(Problem): Restate the records that follow. Every word must match.

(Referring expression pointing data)
------------------------------------------------

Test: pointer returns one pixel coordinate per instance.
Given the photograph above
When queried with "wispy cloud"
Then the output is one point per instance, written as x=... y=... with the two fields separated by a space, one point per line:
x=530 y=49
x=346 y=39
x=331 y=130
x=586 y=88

------------------------------------------------

(Worked solution):
Test: pointer returns one pixel coordinate per instance.
Given the photograph above
When queried with "wispy cloud"
Then the output is one point per instance, written as x=... y=... with the two fields separated by a space, one point per line:
x=530 y=49
x=346 y=39
x=331 y=130
x=586 y=88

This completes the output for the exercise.